▸ **What you have to do**
Count the lines in the records below that contain the string "hillside", matching case exactly. Reply with the number alone.

▸ **Data lines**
-- begin --

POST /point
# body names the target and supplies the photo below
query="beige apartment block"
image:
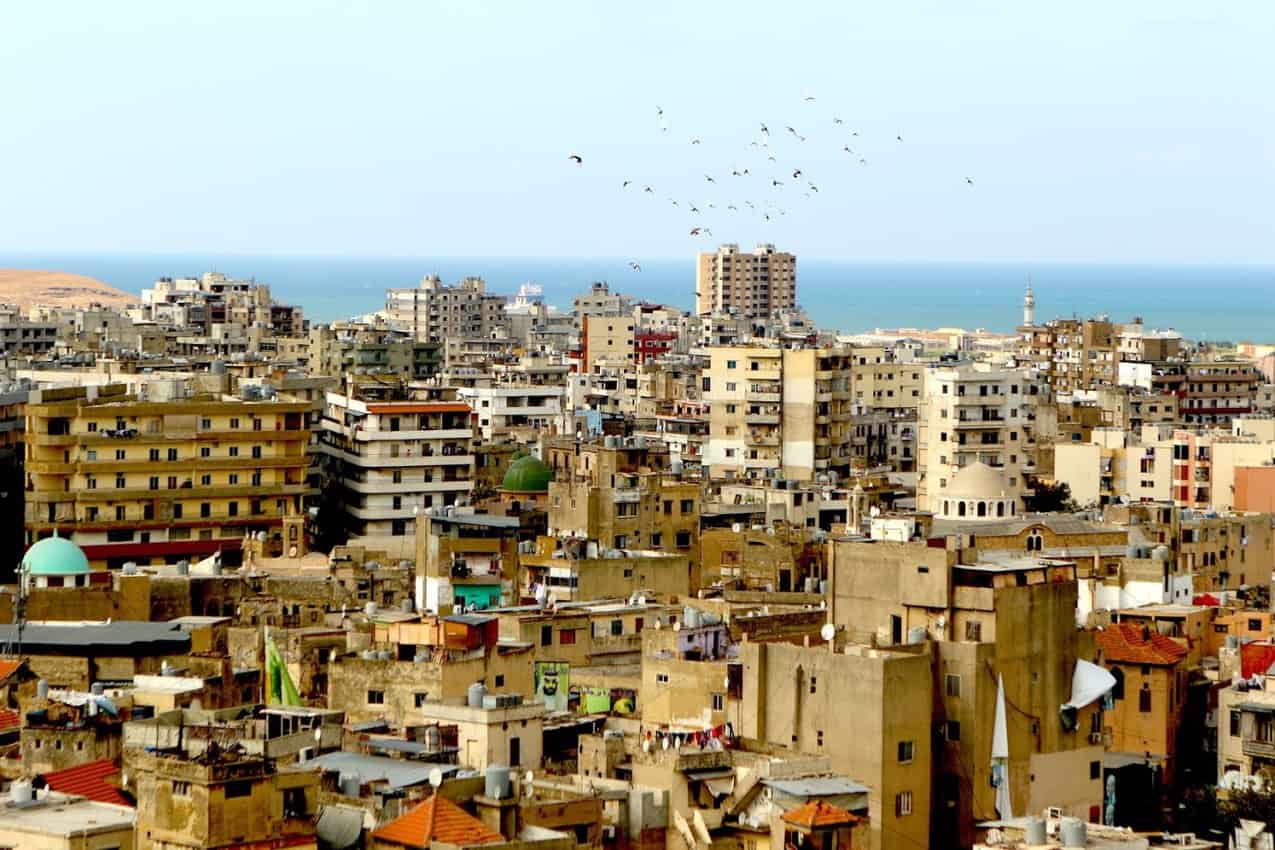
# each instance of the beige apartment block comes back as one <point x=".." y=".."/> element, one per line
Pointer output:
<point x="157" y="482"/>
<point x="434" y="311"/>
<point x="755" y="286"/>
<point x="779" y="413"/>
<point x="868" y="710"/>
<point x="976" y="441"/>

-- end --
-- begin --

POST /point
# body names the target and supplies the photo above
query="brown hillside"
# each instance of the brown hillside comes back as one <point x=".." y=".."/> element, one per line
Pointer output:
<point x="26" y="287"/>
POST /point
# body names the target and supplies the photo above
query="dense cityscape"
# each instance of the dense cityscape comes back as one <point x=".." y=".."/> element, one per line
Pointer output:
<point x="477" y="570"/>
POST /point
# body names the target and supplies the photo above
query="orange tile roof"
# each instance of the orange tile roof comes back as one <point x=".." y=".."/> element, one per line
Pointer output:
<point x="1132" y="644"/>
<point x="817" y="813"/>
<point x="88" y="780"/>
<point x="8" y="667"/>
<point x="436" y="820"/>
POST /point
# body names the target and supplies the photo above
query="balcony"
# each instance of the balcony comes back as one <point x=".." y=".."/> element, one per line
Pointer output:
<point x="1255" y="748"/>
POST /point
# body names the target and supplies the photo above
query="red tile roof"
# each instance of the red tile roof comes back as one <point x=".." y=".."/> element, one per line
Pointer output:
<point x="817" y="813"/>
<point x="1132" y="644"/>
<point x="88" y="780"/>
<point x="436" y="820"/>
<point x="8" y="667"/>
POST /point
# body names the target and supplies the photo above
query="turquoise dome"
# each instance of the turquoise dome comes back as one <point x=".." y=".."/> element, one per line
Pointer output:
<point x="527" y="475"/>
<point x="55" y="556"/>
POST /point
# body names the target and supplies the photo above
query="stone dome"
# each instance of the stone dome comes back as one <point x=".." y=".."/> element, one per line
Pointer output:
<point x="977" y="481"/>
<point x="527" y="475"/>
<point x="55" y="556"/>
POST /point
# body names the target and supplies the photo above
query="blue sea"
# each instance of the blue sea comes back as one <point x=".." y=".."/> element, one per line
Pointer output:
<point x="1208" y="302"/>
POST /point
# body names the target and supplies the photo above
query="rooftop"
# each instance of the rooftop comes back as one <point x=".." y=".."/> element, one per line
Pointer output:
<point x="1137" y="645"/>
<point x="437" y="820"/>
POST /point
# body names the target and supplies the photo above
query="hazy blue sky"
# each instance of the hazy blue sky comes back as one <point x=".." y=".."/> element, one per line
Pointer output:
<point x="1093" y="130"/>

-- end --
-- begin --

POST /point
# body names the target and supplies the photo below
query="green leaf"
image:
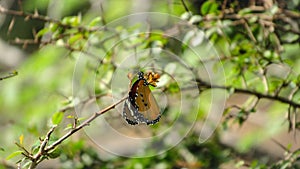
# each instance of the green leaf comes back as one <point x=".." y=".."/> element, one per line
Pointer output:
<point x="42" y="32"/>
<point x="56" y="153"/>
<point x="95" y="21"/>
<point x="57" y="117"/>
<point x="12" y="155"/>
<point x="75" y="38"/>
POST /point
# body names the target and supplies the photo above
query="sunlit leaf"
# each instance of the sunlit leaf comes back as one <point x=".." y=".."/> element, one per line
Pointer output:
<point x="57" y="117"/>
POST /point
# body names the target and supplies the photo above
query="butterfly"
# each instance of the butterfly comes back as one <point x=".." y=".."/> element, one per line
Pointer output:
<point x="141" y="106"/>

-- end --

▸ **Task result**
2